### [EXERCISE]
A complete answer includes every line below with the word "ceiling".
DATA FOR THIS TASK section start
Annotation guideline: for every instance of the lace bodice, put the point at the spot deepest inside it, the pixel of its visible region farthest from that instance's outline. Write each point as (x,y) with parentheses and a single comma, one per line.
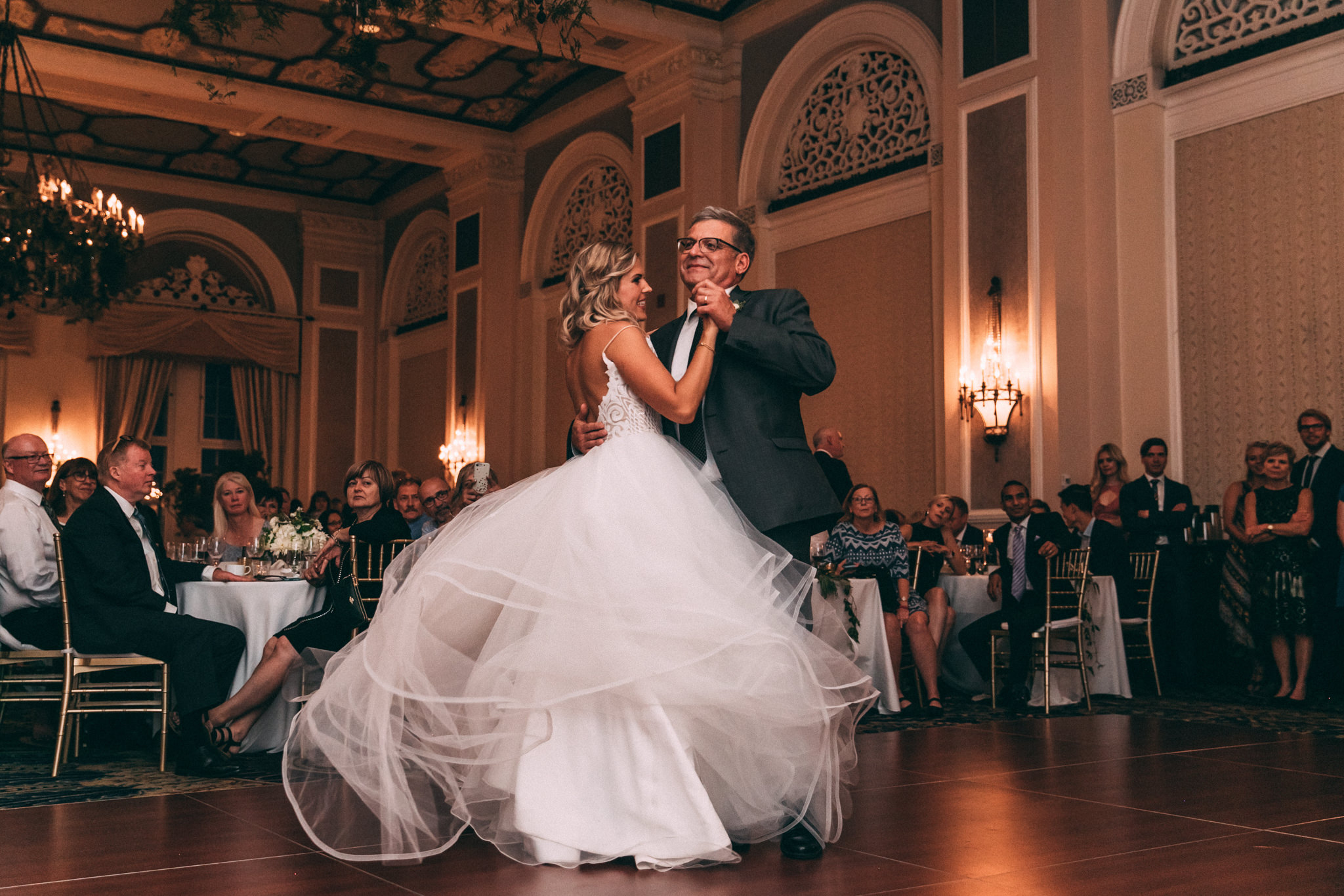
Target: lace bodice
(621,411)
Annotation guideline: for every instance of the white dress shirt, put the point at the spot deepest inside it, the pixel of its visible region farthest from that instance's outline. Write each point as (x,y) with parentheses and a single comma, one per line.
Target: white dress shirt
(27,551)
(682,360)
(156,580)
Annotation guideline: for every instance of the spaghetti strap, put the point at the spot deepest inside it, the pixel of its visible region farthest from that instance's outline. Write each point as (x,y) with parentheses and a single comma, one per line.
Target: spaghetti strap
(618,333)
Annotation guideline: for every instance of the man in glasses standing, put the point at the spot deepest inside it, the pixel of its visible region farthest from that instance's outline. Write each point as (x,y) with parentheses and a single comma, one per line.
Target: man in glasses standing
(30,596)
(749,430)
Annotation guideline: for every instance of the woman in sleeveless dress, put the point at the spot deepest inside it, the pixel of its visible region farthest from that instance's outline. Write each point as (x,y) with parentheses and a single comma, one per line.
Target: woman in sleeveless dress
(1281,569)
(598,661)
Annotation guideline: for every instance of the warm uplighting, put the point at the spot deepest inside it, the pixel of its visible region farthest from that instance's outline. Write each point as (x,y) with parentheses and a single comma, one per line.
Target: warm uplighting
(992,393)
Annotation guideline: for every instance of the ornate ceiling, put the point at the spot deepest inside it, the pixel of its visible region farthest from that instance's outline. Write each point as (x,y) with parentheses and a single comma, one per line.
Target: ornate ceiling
DATA FOR THIS TASK section end
### [SOLUTION FOR THIS TASK]
Annotation guideline: for every instance of the ornate ceiling, put the point at the spot deepest inside it, the pixel of its visible region farthest from that instance's outline. Write each point as (x,y) with parentheses and a single comma, one per line.
Target: ornate ceiling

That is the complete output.